Andrew J. Hoffman and Thomas P. Lyon
University of Michigan Pays Tribute to the Erbs, Dow Chemical and Holcim
Ross School of Business and School of Natural Resources and Environment celebrate joint appointments to two new endowed professorships.
ANN ARBOR, Mich. The University of Michigan has tripled the number of endowed professorships in business and the environment from one to three, solidifying its position as a world leader in developing and teaching business practices that are environmentally, socially and economically sound, said Thomas N. Gladwin, the Max McGraw Professor of Sustainable Enterprise.
Gladwin was the master of ceremonies for a dinner held Nov. 1 at the Michigan Union Ballroom to celebrate two new joint professorships at the Stephen M. Ross School of Business and the School of Natural Resources and Environment (SNRE): the Dow Chemical Professor of Sustainable Science, Technology and Commerce and the Holcim Professor of Sustainable Enterprise.
President Mary Sue Coleman thanked Dow Chemical Company, Holcim (US) Inc. and Frederick A. Erb, BBA '47, and Barbara M. Erb. The Erbs established the Erb Environmental Management Institute in 1996 with a $5 million gift. In 2000, the Erbs gave an additional $5 million to the institute, a partnership between the Ross School of Business and SNRE. Dow Chemical and Holcim matched the second gift to establish the professorships.
Robert J. Dolan, dean of the Ross School of Business, said, "We try to work on the hardest problems in the world. Fortunately, we're not confined to the assets of the business school. Partnering with SNRE, we have an unbeatable team to tackle the biggest issues."
Thomas P. Lyon, the Dow Chemical Professor of Sustainable Science, Technology and Commerce, described his appointment as "my dream job" because of its affiliation with the Erb Institute. Lyon's research interests include the interplay between corporate strategy and public policy, including corporate environmentalism, electric utility investment practices, natural gas contracting, innovation in the healthcare sector and the introduction of competition in regulated industries.
Lawrence J. Washington Jr., corporate vice president of sustainability and environment, health and safety at Dow Chemical, talked about rising prices of non-renewable resources such as natural gas and crude oil and growing consumption in emerging economies such as China and India. The Dow Chemical Company, with annual sales of $33 billion, is a leader in science and technology, providing innovative chemical, plastic and agricultural products and services to many consumer markets.

» Required task 1
Print the part of the professorship announcement from "ANN ARBOR, Mich." up to and including "McGraw Professor of Sustainable Enterprise.".
» Required task 2
According to the professorship announcement, how much did the Erbs give when they established the Erb Environmental Management Institute in 1996?
» Required task 3
Translate this sentence from the professorship announcement into Spanish: "The Erbs established the Erb Environmental Management Institute in 1996 with a $5 million gift."

» Recorded information
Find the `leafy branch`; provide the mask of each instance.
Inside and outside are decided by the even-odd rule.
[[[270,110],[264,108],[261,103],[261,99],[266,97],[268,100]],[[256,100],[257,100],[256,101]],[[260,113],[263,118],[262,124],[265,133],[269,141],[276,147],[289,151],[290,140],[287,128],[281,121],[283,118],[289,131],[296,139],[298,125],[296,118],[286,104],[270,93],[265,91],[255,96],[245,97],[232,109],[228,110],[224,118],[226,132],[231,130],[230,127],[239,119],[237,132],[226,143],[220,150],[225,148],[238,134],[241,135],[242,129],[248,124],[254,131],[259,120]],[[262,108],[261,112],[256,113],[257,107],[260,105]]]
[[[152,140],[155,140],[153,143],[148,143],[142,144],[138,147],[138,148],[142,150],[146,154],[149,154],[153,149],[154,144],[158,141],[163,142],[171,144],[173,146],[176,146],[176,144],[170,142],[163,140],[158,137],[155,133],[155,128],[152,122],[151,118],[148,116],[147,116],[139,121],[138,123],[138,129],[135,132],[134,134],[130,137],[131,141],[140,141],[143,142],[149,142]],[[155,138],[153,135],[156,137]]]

» Written solution 1
ANN ARBOR, Mich. The University of Michigan has tripled the number of endowed professorships in business and the environment from one to three, solidifying its position as a world leader in developing and teaching business practices that are environmentally, socially and economically sound, said Thomas N. Gladwin, the Max McGraw Professor of Sustainable Enterprise.

» Written solution 2
$5 million

» Written solution 3
Los Erb fundaron el Erb Environmental Management Institute en 1996 con una donación de 5 millones de dólares.